__WHAT YOU ARE ASKED TO DO__
From the first line to the last, write out the material exactly.

__SUPPLIED RECORDS__
= Beginning of Section =

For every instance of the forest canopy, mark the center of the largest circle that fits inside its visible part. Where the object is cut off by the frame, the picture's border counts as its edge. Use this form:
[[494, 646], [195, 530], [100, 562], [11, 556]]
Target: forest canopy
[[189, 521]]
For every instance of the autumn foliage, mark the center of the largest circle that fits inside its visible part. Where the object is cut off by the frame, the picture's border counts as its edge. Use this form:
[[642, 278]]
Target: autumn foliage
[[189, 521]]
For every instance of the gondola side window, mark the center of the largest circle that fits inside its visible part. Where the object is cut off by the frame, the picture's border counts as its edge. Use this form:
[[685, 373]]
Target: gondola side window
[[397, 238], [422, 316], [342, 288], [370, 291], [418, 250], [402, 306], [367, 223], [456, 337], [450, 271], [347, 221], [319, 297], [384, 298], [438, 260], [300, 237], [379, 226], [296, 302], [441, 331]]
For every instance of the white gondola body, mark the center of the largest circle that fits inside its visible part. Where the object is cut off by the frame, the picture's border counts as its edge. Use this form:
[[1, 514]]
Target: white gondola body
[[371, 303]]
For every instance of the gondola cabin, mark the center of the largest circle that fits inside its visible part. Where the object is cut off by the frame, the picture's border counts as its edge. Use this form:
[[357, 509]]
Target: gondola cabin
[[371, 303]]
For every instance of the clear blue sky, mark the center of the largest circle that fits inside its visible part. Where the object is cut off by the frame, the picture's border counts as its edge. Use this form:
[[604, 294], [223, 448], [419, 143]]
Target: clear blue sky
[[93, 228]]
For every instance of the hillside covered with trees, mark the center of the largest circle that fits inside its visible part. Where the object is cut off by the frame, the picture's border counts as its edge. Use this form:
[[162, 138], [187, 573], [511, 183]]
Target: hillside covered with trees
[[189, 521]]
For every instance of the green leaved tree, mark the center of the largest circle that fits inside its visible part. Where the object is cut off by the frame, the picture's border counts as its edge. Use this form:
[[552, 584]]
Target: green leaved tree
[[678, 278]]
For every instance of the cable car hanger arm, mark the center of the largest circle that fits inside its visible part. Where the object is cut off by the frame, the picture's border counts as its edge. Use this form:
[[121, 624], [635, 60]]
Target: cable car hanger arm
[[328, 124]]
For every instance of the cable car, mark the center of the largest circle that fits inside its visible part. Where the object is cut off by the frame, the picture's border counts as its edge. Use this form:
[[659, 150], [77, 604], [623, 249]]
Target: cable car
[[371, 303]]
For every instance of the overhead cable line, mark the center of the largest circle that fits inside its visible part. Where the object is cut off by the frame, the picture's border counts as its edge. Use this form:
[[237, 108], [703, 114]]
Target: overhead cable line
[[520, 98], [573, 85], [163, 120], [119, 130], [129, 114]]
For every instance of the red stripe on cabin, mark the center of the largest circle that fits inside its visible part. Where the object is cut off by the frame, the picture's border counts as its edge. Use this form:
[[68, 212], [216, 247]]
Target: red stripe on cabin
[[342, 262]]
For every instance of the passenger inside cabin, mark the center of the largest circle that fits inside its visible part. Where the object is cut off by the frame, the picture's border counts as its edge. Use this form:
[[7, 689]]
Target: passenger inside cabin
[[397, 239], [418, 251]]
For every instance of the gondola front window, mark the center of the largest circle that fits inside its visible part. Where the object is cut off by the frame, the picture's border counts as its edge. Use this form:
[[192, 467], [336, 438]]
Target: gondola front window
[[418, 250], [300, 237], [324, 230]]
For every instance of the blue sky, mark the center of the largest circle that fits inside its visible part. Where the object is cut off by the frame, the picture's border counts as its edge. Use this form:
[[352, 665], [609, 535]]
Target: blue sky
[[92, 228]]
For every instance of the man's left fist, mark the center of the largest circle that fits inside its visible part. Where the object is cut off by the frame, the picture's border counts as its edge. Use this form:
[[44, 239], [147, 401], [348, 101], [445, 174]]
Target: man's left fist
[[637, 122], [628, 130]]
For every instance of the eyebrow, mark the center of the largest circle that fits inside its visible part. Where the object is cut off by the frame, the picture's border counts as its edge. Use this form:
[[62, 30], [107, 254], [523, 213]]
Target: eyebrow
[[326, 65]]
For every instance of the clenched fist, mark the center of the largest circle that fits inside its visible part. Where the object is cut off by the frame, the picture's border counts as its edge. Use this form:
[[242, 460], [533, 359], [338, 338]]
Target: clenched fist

= End of Section =

__TASK RESPONSE__
For every instance of the forest canopy, mark the center of the largest circle that fits inside its visible part. Where the object is cut off by the frame, the picture's border counts as its edge. Use this form:
[[494, 646], [195, 530], [100, 562], [11, 556]]
Target: forest canopy
[[189, 521]]
For every instance of the autumn foliage, mark the center of the largest circle that fits inside its visible part. Where the object is cut off by the frame, the picture's border counts as its edge. Use this form:
[[642, 278]]
Target: autumn foliage
[[189, 521]]
For every instance of the gondola side window, mark the center of the largest circle that fits inside its visible part. Where the object is cut off by the frame, the picture's border counts as its edge. Use this form:
[[685, 373]]
Target: gondola side window
[[397, 238], [422, 316], [342, 288], [370, 291], [418, 250], [402, 306], [367, 223], [456, 337], [450, 271], [347, 221], [319, 297], [384, 298], [438, 260], [300, 237], [379, 226], [296, 302], [441, 331]]
For every instance of the white gondola body, mark the center of the largest circle that fits inside its visible part. Where the object is cut off by the frame, the picture's border counts as its edge. Use this form:
[[1, 514]]
Target: white gondola body
[[371, 303]]
For every instance of the gondola cabin, mark the center of the largest circle that fits inside its visible part. Where the object is cut off by the frame, the picture's border counts as its edge. Use this form:
[[357, 509]]
Target: gondola cabin
[[371, 303]]
For every instance of the clear blue sky, mark the center of the largest circle that fits inside its visible part. Where the object is cut off by the frame, the picture's border counts as its edge. Use this form:
[[604, 294], [223, 448], [419, 143]]
Target: clear blue sky
[[93, 228]]
For every instance of the hillside covered with trees, mark the center of the largest circle that fits inside its visible part. Where the object is cut off by the frame, the picture's border counts as its edge. Use this form:
[[162, 138], [187, 573], [511, 183]]
Target: hillside covered with trees
[[189, 521]]
For every instance of the green leaved tree, mark the center of the largest circle that fits inside its visible part. Where the object is cut off by the frame, the picture's border counts as its edge. Use this form:
[[552, 584]]
Target: green leaved tree
[[678, 278]]
For every instance of the cable car hanger arm, mark the center of the largest circle that fits inside its visible part. Where the object is cut off by the frame, the picture's border counts as its edge. Use this form:
[[121, 624], [635, 60]]
Target: cable car hanger arm
[[328, 124]]
For every instance of the cable car, mark the center of the largest circle that fits inside its visible part. Where the object is cut off by the frame, the picture's border counts as its edge. Use this form:
[[659, 150], [77, 604], [623, 249]]
Target: cable car
[[371, 303]]
For every instance of the overhead cable line, mark the center of the largest circle that fits inside its visible part. Where the object is cut off by the frame, the picture's border counts as its edge. Use this form:
[[237, 108], [703, 114]]
Target: overhead cable line
[[520, 98], [573, 85], [163, 120], [119, 130], [129, 114]]
For every instance of the red stripe on cabin, mark the center of the largest circle that fits inside its visible part. Where the object is cut off by the frame, the picture's border counts as its edge. Use this form:
[[68, 212], [216, 247]]
Target: red stripe on cabin
[[342, 262]]
For every instance of the passenger inside cabin, mark the center of the largest circle that fits inside its visible part. Where the object is cut off by the frame, the picture's border counts as its edge. Use this form:
[[7, 689]]
Target: passenger inside cabin
[[397, 239], [418, 251]]
For every instance of the gondola front window, mark the center of the largest circle that fits inside its visible part. Where the object is cut off by the frame, the picture's border counts as its edge. Use this form:
[[192, 467], [336, 438]]
Target: gondola front window
[[418, 250], [300, 237], [324, 230]]
For every instance of the blue sky, mark the center of the largest circle that fits inside its visible part. Where the object is cut off by the frame, the picture's border counts as its edge. Use this form:
[[352, 665], [609, 535]]
Target: blue sky
[[92, 228]]
For every instance of the man's left fist, mark the center of the largest circle that fits inside its visible part. Where the object is cut off by the frame, the picture's border counts as its edge. Use this form:
[[44, 239], [147, 401], [348, 101], [445, 174]]
Target: man's left fist
[[637, 122], [628, 130]]
For every instance of the eyebrow, mark the center of the largest circle that fits inside its visible part. Where the object is cut off by the frame, the picture's border counts as its edge. Use this form:
[[62, 30], [107, 254], [523, 213]]
Target: eyebrow
[[326, 65]]
For every instance of the clenched fist, mark the center of the largest circle that fits inside its visible part. Where the object is cut off by the frame, the picture's border counts as its edge. Use this form:
[[242, 460], [533, 359], [338, 338]]
Target: clenched fist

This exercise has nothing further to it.